> [Task details]:
Lay out the part of the records that opens with the line containing "trace: metal ferrule of brush" and closes with the line containing "POLYGON ((668 270, 677", both included, as a JSON list of strings with one string per line and blank lines left out.

> [Task inputs]:
§ §

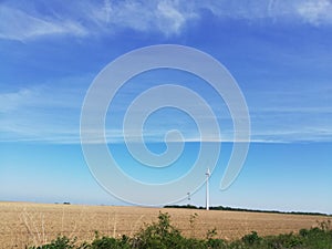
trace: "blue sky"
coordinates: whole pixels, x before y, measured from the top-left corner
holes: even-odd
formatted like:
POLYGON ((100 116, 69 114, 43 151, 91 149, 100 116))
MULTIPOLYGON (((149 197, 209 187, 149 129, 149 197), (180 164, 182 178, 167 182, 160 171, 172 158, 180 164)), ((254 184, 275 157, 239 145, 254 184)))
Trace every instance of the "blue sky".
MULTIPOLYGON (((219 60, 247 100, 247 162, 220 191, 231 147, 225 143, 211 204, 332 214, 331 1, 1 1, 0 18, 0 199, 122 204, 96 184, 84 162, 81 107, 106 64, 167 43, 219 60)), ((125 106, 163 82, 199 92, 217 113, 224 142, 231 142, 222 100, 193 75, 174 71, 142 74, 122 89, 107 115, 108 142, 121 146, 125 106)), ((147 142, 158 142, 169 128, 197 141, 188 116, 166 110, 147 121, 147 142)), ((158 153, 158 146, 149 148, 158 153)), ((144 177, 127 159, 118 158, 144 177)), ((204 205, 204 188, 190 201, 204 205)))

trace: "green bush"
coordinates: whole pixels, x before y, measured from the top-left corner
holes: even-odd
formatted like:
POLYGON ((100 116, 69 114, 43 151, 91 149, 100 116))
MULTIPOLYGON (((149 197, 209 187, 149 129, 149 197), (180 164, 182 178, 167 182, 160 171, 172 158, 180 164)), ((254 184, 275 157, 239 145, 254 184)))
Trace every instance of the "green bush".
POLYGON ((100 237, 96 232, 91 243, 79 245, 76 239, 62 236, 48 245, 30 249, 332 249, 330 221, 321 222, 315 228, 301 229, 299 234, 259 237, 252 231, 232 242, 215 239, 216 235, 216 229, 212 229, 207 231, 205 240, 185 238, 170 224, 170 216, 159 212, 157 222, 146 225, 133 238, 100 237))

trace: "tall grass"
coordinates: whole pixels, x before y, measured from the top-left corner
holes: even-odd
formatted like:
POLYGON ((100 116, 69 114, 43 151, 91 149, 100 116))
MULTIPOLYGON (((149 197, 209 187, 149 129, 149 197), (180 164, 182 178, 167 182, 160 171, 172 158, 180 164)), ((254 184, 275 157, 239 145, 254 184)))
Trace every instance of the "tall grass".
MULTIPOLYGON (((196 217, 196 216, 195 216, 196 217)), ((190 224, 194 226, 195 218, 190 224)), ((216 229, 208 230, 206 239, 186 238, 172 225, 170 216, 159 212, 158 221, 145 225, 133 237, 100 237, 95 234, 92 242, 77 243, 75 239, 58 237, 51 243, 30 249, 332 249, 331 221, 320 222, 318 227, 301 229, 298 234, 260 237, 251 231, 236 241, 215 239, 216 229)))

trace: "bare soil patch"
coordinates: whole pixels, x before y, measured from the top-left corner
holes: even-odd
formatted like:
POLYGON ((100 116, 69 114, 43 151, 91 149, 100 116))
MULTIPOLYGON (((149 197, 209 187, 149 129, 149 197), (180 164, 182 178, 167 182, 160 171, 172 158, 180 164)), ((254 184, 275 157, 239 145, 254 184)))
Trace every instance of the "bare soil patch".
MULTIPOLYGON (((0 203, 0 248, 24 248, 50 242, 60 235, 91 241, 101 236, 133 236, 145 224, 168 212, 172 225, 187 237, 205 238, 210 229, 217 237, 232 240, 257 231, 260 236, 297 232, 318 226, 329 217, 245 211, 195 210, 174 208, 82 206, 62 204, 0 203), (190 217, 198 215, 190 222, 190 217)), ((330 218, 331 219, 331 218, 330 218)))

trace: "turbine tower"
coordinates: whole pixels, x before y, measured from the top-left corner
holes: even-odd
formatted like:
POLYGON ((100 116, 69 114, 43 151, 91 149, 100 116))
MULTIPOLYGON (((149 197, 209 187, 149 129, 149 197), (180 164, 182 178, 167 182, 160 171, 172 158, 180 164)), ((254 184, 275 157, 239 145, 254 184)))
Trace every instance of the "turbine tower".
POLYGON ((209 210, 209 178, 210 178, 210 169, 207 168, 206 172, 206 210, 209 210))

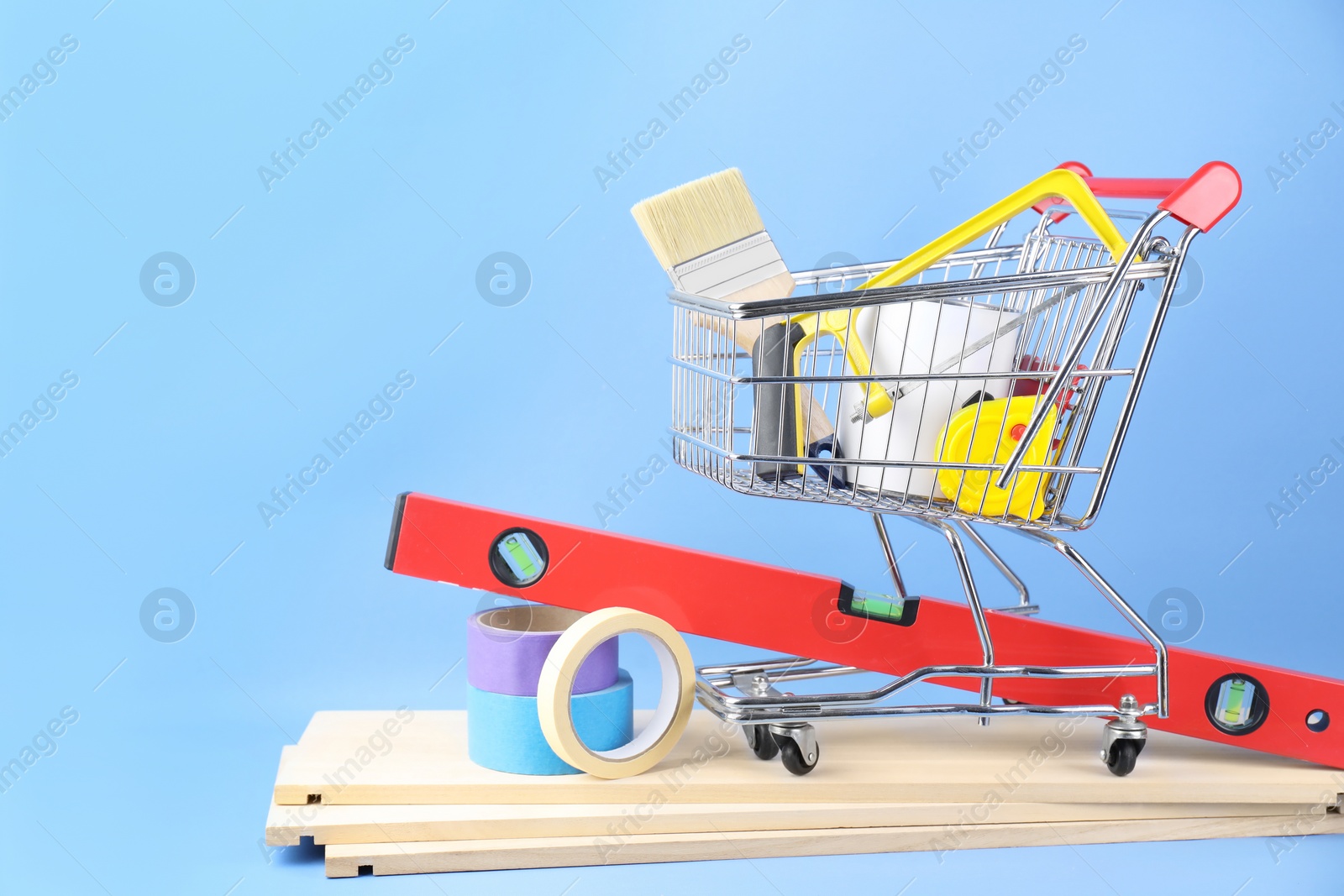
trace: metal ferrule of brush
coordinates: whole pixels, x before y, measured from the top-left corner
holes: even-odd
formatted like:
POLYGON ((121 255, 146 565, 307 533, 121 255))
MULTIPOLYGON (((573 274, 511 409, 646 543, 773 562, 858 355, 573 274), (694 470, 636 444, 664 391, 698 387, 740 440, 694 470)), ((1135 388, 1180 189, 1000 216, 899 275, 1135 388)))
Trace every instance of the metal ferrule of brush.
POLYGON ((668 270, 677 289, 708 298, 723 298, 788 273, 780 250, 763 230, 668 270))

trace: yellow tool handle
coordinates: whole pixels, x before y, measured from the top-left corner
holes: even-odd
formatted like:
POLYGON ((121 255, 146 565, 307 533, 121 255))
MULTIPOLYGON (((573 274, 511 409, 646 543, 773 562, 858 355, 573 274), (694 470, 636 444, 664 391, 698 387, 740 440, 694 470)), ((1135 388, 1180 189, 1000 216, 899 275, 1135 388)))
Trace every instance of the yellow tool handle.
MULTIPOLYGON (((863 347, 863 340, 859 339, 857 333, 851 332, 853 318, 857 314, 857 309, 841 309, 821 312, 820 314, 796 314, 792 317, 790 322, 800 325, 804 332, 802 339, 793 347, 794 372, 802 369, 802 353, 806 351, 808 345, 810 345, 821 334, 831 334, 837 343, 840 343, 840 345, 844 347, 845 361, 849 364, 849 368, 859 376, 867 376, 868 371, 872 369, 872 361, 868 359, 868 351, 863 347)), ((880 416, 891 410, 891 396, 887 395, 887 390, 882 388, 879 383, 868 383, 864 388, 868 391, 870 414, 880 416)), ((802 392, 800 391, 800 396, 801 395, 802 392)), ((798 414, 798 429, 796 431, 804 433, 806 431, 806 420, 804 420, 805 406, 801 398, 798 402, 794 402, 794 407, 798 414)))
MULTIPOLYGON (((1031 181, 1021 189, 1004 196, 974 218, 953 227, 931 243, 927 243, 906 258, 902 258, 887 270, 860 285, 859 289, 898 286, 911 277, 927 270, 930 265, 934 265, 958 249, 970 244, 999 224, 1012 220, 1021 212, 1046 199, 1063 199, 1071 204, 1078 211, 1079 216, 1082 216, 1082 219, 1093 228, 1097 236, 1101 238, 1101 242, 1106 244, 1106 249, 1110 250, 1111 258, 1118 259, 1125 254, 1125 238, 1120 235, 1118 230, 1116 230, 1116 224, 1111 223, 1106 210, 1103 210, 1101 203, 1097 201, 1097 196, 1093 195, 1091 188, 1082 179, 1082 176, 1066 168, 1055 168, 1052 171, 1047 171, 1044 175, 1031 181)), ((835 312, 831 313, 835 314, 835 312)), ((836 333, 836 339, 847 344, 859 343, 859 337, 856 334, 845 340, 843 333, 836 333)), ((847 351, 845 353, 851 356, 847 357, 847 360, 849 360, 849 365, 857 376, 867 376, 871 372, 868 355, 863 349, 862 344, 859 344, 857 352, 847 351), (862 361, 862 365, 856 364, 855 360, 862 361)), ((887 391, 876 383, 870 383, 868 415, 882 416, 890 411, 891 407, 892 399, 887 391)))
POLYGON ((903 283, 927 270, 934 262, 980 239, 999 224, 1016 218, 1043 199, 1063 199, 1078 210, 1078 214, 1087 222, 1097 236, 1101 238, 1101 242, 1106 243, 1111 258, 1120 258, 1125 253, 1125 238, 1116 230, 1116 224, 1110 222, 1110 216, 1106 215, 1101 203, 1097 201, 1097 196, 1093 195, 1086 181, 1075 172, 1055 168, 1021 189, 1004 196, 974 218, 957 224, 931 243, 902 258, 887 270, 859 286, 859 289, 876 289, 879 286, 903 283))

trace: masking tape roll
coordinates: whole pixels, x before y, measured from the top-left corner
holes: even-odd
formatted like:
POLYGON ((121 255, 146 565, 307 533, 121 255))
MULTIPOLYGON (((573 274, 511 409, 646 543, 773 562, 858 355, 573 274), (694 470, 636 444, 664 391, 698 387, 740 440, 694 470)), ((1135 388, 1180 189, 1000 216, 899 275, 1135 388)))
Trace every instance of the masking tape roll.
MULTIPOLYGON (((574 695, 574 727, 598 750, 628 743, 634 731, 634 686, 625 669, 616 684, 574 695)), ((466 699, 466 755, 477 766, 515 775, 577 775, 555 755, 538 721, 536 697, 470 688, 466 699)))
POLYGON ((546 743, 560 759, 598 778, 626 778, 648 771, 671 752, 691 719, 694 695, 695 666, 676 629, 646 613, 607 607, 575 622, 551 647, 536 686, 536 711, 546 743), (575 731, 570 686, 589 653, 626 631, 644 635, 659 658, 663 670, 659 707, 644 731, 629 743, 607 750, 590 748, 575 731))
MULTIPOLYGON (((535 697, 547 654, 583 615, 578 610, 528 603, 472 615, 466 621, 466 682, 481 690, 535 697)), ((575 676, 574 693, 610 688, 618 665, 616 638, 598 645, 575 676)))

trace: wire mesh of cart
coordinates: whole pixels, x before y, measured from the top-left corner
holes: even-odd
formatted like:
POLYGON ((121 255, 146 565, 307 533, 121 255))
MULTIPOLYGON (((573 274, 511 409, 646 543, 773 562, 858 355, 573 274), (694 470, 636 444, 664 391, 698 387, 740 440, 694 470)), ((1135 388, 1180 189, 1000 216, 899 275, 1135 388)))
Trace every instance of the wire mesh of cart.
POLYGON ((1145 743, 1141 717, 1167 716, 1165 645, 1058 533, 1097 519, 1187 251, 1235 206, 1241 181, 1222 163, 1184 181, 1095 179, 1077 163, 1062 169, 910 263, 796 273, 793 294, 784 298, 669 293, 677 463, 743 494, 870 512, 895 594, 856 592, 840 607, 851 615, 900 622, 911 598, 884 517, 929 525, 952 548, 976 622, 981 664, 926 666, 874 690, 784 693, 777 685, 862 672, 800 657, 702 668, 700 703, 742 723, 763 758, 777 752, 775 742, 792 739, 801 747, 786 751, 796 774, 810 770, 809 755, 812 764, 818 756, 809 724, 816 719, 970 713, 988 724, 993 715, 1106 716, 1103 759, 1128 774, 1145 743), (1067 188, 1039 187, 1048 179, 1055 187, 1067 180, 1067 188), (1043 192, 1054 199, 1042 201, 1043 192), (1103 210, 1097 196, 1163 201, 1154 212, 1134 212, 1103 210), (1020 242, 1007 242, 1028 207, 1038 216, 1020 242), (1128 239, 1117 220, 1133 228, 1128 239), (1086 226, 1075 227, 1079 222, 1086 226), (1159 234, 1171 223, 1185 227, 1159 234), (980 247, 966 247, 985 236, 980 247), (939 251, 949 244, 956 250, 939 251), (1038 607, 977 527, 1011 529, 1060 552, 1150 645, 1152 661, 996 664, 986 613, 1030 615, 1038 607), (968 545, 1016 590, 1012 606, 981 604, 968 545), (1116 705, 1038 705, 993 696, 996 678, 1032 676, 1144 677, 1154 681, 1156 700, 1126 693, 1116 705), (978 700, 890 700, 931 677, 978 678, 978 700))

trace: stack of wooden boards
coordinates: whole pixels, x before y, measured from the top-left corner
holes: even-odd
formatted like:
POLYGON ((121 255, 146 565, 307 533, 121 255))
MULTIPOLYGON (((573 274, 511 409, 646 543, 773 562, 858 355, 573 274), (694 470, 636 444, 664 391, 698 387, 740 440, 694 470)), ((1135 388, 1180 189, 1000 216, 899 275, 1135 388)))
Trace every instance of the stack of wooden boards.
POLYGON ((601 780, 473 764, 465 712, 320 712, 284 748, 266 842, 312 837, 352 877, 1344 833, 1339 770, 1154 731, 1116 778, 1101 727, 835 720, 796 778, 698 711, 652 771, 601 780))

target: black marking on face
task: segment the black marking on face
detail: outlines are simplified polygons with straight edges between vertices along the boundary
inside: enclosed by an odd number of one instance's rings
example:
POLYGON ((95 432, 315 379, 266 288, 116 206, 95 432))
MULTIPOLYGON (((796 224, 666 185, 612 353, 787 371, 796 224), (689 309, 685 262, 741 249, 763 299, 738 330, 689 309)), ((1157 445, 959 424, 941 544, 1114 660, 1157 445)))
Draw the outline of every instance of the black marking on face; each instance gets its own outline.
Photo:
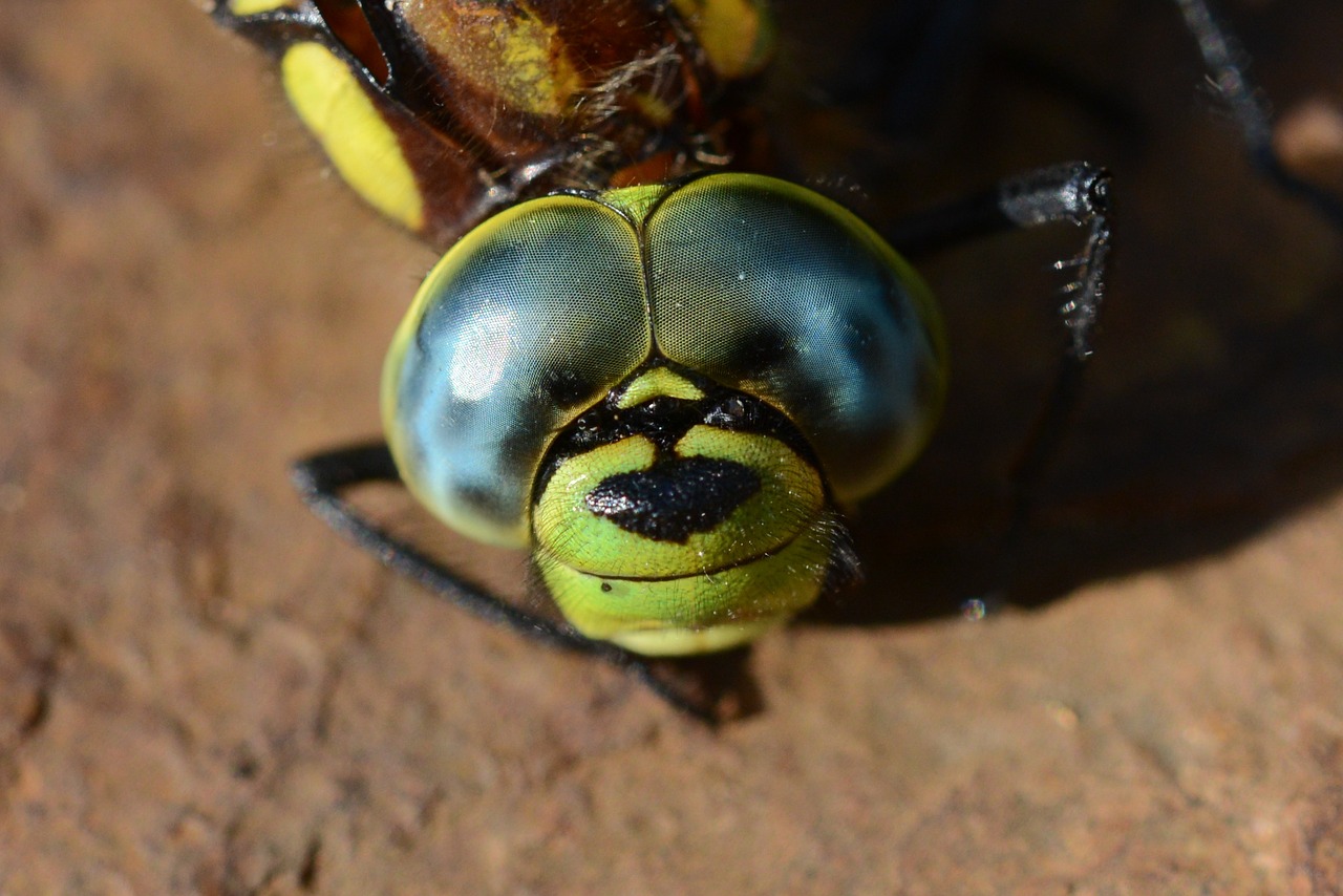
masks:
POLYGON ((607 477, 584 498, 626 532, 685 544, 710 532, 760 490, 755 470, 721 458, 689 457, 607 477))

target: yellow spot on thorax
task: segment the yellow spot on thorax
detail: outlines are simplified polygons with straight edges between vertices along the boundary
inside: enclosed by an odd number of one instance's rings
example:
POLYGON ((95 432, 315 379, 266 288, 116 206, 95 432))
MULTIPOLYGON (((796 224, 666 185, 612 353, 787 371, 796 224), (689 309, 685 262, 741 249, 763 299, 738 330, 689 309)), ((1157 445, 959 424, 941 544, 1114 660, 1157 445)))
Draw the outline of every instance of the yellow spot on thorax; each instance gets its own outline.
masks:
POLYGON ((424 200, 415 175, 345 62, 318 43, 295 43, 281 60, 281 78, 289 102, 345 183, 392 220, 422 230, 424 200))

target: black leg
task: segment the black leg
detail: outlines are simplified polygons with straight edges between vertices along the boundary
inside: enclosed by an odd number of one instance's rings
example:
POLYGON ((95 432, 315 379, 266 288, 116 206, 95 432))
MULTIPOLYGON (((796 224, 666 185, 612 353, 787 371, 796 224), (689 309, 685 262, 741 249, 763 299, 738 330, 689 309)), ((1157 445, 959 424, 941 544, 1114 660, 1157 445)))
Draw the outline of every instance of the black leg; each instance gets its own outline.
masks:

§ §

> [Output of the task]:
[
  "trace: metal ferrule of brush",
  "coordinates: whole pixels, x before y, measured from the top-left corner",
  "holes: even-odd",
  "formatted like:",
  "POLYGON ((121 255, 146 565, 307 533, 121 255))",
  "MULTIPOLYGON (((573 274, 511 409, 646 543, 773 562, 858 355, 573 274), (694 470, 636 444, 664 391, 698 387, 740 440, 694 470)), ((1135 388, 1180 189, 1000 216, 899 275, 1135 388)))",
  "Trace every instance of the metal ferrule of brush.",
  "POLYGON ((668 270, 677 289, 708 298, 723 298, 788 273, 780 250, 763 230, 668 270))"
]